--- Begin Information provided ---

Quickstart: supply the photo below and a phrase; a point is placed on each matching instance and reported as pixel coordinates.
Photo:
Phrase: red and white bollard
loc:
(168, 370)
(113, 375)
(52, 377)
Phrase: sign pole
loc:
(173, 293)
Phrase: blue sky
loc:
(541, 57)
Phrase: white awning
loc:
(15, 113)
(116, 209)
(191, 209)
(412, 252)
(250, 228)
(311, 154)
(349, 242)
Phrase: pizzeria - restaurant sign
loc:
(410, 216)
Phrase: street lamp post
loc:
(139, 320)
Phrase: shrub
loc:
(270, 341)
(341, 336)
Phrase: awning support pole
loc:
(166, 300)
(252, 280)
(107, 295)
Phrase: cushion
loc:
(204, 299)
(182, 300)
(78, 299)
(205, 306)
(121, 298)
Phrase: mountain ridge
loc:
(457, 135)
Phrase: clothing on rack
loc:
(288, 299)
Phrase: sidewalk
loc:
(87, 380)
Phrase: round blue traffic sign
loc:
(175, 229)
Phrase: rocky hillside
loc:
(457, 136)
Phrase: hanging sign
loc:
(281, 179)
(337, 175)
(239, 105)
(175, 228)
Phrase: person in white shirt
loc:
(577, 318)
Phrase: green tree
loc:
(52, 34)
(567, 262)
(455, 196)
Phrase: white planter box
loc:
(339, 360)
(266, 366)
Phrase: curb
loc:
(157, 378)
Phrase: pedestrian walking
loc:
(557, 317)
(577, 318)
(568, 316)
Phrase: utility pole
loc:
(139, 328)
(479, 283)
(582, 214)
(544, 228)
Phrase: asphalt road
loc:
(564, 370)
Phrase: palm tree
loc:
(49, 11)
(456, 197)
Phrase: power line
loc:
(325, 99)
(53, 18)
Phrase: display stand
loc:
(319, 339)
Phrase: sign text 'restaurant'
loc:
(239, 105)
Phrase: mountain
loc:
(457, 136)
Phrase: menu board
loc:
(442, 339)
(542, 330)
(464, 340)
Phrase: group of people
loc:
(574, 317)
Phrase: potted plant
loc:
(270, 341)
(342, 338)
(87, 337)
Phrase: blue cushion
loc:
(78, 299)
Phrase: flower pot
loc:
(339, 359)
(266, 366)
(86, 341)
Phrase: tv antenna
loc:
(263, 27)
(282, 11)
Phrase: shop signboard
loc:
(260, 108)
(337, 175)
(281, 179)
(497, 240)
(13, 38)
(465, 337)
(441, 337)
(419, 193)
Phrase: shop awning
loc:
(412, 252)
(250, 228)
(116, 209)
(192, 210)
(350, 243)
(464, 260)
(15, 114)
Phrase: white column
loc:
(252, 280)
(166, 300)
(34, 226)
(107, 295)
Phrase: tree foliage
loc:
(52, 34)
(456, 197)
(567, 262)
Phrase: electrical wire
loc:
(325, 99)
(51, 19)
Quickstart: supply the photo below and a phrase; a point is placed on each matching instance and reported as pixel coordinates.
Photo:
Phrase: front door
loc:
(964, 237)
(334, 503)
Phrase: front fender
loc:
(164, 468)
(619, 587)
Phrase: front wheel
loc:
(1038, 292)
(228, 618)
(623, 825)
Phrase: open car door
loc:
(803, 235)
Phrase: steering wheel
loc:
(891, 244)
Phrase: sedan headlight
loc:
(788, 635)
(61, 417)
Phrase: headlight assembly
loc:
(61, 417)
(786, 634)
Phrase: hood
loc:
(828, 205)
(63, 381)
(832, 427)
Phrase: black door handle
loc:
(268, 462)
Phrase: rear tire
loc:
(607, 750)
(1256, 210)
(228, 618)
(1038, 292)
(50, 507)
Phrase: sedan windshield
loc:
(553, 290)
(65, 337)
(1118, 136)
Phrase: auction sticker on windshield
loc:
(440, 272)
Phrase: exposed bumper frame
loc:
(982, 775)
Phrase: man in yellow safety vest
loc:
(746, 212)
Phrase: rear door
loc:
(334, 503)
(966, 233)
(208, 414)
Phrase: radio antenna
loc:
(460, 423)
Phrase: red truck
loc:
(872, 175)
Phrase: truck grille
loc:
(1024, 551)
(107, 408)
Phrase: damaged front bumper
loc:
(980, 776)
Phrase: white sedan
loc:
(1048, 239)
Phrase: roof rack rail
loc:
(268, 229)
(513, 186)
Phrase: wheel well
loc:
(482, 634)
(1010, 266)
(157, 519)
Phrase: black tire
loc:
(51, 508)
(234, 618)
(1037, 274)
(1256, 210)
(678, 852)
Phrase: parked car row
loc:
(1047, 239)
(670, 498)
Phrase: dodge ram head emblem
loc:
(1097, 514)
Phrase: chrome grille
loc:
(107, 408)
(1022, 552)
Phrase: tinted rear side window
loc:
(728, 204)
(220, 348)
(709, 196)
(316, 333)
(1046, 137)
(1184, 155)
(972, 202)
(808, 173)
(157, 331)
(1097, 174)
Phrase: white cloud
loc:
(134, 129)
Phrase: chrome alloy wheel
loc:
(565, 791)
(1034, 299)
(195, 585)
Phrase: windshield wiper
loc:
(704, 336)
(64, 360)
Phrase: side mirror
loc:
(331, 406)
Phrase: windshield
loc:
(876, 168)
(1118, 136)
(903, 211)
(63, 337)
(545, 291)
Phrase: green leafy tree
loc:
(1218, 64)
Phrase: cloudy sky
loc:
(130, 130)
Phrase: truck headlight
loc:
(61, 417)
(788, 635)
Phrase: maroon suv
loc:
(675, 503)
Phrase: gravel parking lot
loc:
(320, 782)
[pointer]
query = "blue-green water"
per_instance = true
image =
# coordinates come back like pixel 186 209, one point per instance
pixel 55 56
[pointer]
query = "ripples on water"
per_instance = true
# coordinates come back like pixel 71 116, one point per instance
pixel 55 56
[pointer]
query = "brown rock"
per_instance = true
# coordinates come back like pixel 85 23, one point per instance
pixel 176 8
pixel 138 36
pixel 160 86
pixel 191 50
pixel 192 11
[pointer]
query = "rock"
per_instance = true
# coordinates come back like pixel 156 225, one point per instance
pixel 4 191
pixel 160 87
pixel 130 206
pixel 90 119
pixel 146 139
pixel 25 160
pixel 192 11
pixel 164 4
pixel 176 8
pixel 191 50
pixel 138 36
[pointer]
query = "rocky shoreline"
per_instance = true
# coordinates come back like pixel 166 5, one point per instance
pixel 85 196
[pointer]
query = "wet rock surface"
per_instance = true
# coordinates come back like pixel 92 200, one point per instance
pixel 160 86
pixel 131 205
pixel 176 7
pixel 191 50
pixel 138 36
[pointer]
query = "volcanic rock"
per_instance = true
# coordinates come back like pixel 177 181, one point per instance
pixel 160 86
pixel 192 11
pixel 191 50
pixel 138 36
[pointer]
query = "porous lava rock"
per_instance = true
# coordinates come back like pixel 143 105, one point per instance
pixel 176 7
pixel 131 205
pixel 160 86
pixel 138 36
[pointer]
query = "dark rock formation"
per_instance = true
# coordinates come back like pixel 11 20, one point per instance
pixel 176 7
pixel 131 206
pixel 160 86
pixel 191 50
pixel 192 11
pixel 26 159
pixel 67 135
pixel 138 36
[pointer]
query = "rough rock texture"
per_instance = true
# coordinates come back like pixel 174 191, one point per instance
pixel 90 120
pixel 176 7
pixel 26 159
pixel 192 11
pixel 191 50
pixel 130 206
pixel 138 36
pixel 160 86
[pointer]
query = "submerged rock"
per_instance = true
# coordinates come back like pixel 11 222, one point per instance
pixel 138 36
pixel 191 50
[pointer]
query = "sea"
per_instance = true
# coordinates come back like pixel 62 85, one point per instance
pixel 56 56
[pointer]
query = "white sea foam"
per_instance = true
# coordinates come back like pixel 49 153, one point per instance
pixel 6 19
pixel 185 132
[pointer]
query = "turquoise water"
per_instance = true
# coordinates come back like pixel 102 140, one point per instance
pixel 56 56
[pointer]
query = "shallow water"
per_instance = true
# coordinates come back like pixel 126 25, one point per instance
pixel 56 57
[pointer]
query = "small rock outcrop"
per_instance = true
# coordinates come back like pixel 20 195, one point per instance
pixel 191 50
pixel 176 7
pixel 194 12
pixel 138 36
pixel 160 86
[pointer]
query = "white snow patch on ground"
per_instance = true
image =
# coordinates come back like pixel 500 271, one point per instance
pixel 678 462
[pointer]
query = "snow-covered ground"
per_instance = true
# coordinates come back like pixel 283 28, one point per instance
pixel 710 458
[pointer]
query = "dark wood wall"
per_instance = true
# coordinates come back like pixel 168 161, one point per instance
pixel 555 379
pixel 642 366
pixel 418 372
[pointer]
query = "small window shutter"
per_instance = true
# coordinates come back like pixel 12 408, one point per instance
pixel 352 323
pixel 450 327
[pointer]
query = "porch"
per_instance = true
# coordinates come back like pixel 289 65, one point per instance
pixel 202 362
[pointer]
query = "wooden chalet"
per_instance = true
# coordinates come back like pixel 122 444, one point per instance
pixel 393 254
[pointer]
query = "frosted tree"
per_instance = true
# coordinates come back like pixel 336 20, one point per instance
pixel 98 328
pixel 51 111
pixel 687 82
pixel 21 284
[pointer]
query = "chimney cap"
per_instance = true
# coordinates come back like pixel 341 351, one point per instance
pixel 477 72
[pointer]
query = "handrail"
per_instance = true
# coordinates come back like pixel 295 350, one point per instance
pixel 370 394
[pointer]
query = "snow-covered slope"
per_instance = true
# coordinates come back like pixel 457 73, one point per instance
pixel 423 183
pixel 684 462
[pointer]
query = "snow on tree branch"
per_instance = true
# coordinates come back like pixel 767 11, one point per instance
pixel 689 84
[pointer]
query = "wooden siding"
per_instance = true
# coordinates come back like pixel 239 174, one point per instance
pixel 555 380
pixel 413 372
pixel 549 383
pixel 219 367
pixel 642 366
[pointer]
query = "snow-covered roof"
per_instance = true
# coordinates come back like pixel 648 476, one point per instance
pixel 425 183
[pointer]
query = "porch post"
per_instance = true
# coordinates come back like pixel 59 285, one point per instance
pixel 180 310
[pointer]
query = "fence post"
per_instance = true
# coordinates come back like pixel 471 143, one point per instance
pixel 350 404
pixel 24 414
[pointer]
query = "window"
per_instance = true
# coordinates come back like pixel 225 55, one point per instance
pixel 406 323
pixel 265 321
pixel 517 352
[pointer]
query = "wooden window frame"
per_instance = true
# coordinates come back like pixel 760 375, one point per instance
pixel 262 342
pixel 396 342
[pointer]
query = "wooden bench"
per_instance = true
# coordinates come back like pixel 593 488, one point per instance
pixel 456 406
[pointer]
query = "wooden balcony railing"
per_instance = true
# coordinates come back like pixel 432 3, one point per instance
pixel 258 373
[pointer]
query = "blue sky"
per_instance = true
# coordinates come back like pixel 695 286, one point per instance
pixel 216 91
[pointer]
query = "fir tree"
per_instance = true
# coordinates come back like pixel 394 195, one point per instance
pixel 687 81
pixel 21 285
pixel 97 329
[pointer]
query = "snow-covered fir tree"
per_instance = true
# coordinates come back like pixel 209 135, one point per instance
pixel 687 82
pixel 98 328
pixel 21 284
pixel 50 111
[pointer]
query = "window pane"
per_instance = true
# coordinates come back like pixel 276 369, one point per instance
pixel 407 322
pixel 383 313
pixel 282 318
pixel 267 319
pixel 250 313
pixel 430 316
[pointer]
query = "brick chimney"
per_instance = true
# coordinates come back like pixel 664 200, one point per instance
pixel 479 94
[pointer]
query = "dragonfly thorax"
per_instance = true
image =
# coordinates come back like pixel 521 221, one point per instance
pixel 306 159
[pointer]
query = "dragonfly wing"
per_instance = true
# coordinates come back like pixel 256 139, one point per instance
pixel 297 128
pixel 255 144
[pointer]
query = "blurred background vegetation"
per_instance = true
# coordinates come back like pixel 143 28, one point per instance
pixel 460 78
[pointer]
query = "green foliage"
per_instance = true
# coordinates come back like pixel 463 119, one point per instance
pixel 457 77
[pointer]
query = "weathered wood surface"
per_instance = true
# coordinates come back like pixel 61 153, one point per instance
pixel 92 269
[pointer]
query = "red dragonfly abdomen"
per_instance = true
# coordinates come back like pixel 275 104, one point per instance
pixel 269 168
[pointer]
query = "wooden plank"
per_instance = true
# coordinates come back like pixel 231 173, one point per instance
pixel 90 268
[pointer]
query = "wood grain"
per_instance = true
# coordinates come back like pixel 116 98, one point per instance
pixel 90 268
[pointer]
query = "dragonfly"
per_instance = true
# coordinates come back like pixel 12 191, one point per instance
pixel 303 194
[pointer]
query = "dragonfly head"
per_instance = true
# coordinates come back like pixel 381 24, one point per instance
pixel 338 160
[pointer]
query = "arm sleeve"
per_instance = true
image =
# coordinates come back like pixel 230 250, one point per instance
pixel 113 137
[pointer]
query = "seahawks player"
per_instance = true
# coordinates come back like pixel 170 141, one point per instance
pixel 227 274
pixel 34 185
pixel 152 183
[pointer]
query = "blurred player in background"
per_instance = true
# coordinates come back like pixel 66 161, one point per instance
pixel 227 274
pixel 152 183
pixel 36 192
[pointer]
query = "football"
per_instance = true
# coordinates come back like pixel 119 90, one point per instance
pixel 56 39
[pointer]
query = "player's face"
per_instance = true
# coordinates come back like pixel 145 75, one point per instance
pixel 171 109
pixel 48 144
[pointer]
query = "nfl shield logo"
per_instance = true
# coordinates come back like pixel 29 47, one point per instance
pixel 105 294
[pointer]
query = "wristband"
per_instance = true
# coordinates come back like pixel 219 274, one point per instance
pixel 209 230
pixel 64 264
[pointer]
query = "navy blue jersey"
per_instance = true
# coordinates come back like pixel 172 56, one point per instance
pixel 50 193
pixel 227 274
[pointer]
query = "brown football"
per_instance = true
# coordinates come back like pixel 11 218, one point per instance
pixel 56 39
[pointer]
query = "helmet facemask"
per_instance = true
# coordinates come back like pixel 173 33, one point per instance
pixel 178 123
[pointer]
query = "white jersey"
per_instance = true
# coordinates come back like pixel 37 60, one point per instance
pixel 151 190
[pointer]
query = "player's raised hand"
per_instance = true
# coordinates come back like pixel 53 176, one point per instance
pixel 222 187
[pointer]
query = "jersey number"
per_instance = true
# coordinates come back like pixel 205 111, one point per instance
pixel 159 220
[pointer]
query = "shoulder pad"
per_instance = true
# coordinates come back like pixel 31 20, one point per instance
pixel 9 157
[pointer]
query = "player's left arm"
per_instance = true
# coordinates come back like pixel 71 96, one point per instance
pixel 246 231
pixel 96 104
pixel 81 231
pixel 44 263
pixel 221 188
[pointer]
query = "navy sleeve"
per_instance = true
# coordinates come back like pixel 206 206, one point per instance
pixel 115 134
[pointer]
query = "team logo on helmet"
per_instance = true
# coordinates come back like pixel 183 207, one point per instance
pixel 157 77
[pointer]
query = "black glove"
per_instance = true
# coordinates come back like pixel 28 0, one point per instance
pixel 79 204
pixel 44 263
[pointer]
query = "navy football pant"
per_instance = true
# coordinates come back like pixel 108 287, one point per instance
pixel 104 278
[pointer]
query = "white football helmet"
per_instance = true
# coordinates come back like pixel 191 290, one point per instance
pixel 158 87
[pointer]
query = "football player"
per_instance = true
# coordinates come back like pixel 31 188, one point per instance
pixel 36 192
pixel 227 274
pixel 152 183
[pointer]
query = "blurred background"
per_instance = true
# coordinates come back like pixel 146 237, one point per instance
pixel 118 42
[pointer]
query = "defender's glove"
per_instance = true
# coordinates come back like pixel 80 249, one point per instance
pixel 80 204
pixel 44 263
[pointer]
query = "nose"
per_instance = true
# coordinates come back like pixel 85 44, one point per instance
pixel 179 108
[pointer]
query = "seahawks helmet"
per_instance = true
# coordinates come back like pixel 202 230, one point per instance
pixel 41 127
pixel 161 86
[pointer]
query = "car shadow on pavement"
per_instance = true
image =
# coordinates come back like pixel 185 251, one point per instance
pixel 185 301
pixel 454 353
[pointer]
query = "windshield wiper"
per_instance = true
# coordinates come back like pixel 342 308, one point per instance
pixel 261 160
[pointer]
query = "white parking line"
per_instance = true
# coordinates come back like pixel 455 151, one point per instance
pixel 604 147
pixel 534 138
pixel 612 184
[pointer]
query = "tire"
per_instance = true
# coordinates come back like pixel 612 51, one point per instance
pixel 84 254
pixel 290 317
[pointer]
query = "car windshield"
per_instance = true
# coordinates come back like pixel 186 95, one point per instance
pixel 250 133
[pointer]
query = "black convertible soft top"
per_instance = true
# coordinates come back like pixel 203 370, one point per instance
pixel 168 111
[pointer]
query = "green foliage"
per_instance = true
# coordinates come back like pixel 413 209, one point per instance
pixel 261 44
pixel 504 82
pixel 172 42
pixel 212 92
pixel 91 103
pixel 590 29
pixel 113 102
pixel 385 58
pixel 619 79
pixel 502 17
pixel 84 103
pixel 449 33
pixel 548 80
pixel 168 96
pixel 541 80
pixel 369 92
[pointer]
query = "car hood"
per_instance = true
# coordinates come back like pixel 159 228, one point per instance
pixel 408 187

--- End Information provided ---

## Request
Copy out every line of the records that contains the string "snow". Case counts.

## Completed task
query = "white snow patch on ground"
query = "snow-covered ground"
query = "snow-covered slope"
query = "snow on tree branch"
query = "snow-covered roof"
query = "snow-covered fir tree"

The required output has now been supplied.